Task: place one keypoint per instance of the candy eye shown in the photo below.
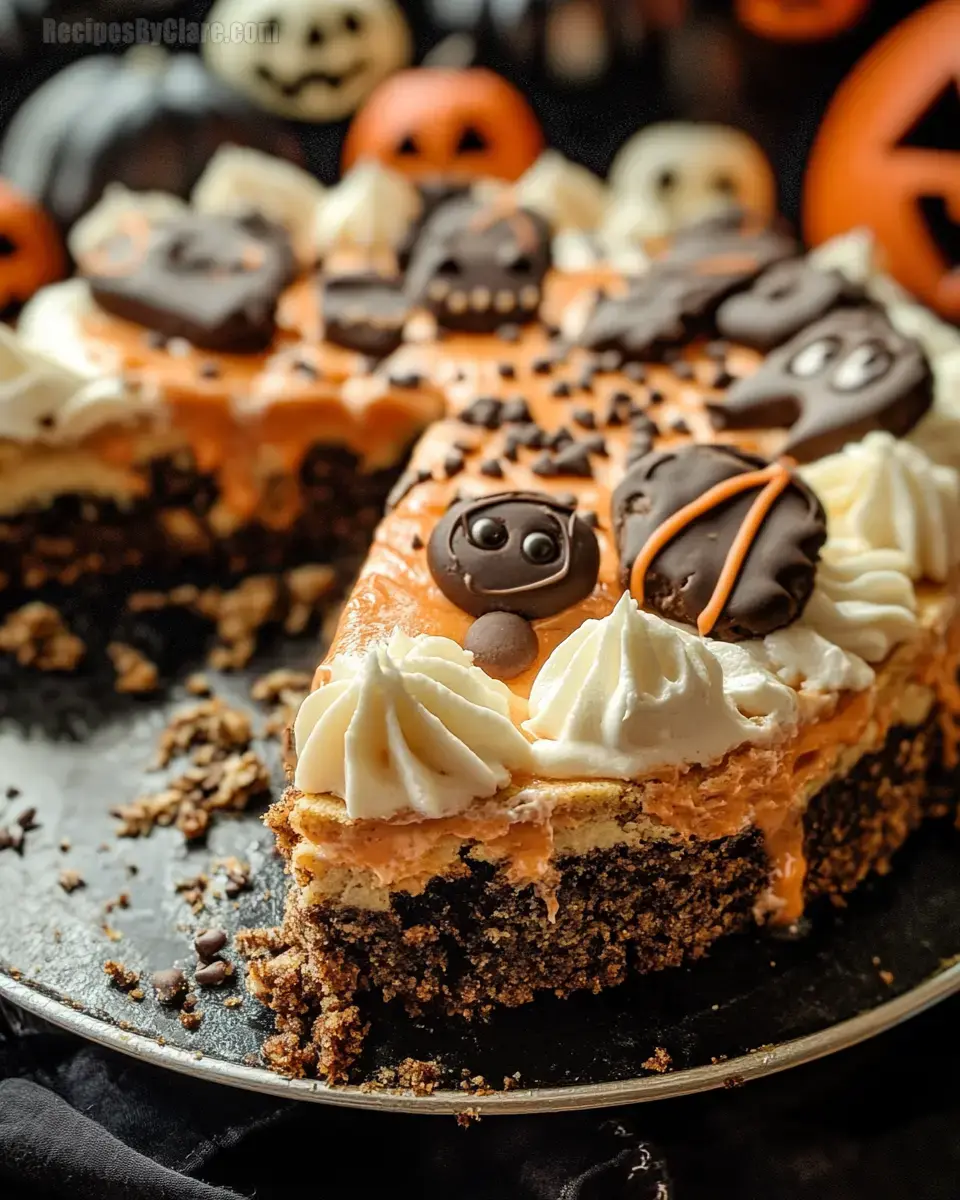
(540, 547)
(862, 366)
(489, 534)
(814, 358)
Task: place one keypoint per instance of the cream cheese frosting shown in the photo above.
(411, 725)
(630, 693)
(888, 495)
(863, 600)
(371, 209)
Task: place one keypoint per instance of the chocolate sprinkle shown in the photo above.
(485, 411)
(545, 466)
(515, 411)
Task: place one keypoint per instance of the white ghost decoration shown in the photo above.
(310, 60)
(672, 174)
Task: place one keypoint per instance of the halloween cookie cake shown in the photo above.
(658, 636)
(197, 395)
(658, 639)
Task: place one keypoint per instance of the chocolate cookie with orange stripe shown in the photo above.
(719, 539)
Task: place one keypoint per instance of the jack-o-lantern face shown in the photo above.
(888, 156)
(799, 21)
(443, 124)
(31, 253)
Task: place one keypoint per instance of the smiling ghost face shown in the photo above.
(677, 173)
(311, 60)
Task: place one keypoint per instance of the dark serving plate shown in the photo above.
(72, 749)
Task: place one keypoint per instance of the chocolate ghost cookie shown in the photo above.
(780, 303)
(479, 267)
(837, 381)
(715, 538)
(213, 280)
(678, 297)
(517, 552)
(364, 313)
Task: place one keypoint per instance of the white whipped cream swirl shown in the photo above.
(631, 693)
(863, 600)
(889, 496)
(371, 209)
(411, 725)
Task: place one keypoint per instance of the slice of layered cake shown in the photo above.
(198, 395)
(658, 639)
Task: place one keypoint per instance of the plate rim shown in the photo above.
(729, 1073)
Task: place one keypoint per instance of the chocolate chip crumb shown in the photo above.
(119, 976)
(574, 460)
(559, 437)
(515, 411)
(171, 985)
(595, 444)
(209, 942)
(213, 975)
(545, 466)
(485, 411)
(453, 463)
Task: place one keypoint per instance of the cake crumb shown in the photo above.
(659, 1061)
(37, 636)
(198, 685)
(136, 675)
(120, 977)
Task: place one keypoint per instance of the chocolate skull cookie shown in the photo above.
(835, 382)
(516, 552)
(715, 538)
(478, 267)
(780, 303)
(213, 280)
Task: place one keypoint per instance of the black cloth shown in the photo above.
(876, 1122)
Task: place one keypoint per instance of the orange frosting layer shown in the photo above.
(252, 418)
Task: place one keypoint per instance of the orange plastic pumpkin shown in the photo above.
(888, 156)
(810, 21)
(433, 123)
(31, 252)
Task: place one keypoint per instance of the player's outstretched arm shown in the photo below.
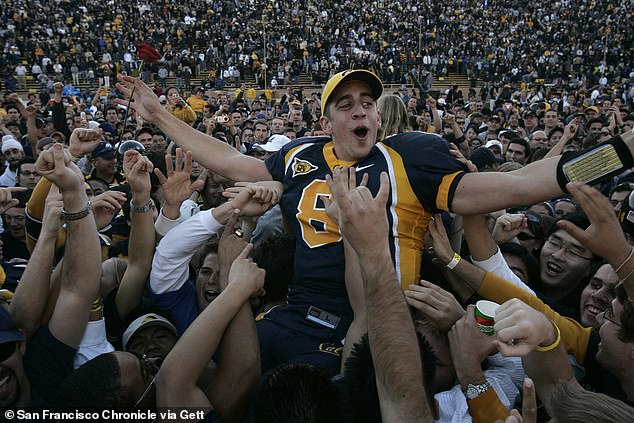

WORK TO DO = Present every line of the records above as a Markdown table with the columns Row and Line, numbering the rows and skipping blank lines. Omit the pictures from the table.

EXERCISE ANSWER =
| Row | Line |
|---|---|
| 1 | Task: place one keypoint per instance of the candy eye shown in the photo below. |
| 2 | (540, 547) |
| 3 | (862, 366) |
| 4 | (489, 534) |
| 5 | (814, 358) |
| 6 | Task: place one keypoint per instance of the cream cheese frosting shown in the photo above. |
| 7 | (411, 725) |
| 8 | (630, 693) |
| 9 | (888, 495) |
| 10 | (863, 600) |
| 11 | (371, 209) |
| 12 | Task: place one keypoint per instance of the chocolate sprinkle shown in the photo above. |
| 13 | (485, 411) |
| 14 | (545, 466) |
| 15 | (515, 411) |
| 16 | Task: place one keypoint per instance of the white ghost decoration shown in the photo above. |
| 17 | (310, 60) |
| 18 | (672, 174) |
| 19 | Task: place one keypoint per instance of the halloween cookie cake shown in the photo above. |
| 20 | (658, 636) |
| 21 | (197, 395) |
| 22 | (658, 639) |
| 23 | Task: place one keypoint per instance of the chocolate cookie with orange stripe shown in the photo above. |
| 24 | (719, 539) |
| 25 | Task: place one keypoint per instance of the jack-o-lantern face shown in the photo above. |
| 26 | (888, 156) |
| 27 | (799, 21) |
| 28 | (443, 124) |
| 29 | (31, 253) |
| 30 | Task: place one keypoint per instance of the smiling ghost face shown in the photo above. |
| 31 | (677, 173) |
| 32 | (311, 60) |
| 33 | Task: place one keypoint per instance of the dark serving plate shown in the photo above. |
| 34 | (72, 749) |
| 35 | Task: place one keypoint per instance of the chocolate ghost cookie shown in the photo above. |
| 36 | (780, 303) |
| 37 | (479, 267) |
| 38 | (837, 381) |
| 39 | (715, 538) |
| 40 | (213, 280) |
| 41 | (678, 297) |
| 42 | (517, 552) |
| 43 | (364, 313) |
| 44 | Task: place one keypoint per instance of the white whipped cream swirl shown in the photo above. |
| 45 | (631, 693) |
| 46 | (863, 600) |
| 47 | (889, 496) |
| 48 | (371, 209) |
| 49 | (411, 725) |
| 50 | Task: place one keypoint per instance of the slice of layered cake shown in the photo above. |
| 51 | (198, 395) |
| 52 | (658, 639) |
| 53 | Task: place one keypoint per instance of the plate rim shown in the photo above. |
| 54 | (729, 1073) |
| 55 | Task: place one keypoint per instance of the chocolate chip crumb shown in the photo above. |
| 56 | (119, 976) |
| 57 | (574, 460) |
| 58 | (559, 437) |
| 59 | (515, 411) |
| 60 | (171, 985) |
| 61 | (595, 444) |
| 62 | (209, 942) |
| 63 | (213, 975) |
| 64 | (545, 466) |
| 65 | (485, 411) |
| 66 | (453, 463) |
| 67 | Task: place one keypoint per instance of the cake crumb shown in the photo above. |
| 68 | (659, 1061) |
| 69 | (37, 636) |
| 70 | (198, 685) |
| 71 | (136, 675) |
| 72 | (120, 977) |
| 73 | Task: place one keypoint per instance of the chocolate skull cookie shown in the photo above. |
| 74 | (835, 382) |
| 75 | (516, 552) |
| 76 | (715, 538) |
| 77 | (478, 267) |
| 78 | (780, 303) |
| 79 | (213, 280) |
| 80 | Task: place one keypoint per instance of the black cloth shown in the photo above. |
| 81 | (876, 1122) |
| 82 | Task: place one keypoint per instance of the orange frosting layer shown in the photo above. |
| 83 | (252, 418) |
| 84 | Task: place one keypoint per instance of the orange plastic pumpkin shown in the photo above. |
| 85 | (888, 156) |
| 86 | (810, 21) |
| 87 | (433, 123) |
| 88 | (31, 252) |
| 89 | Task: place one keypoint per instance of the player's outstretched arm shown in the photo below. |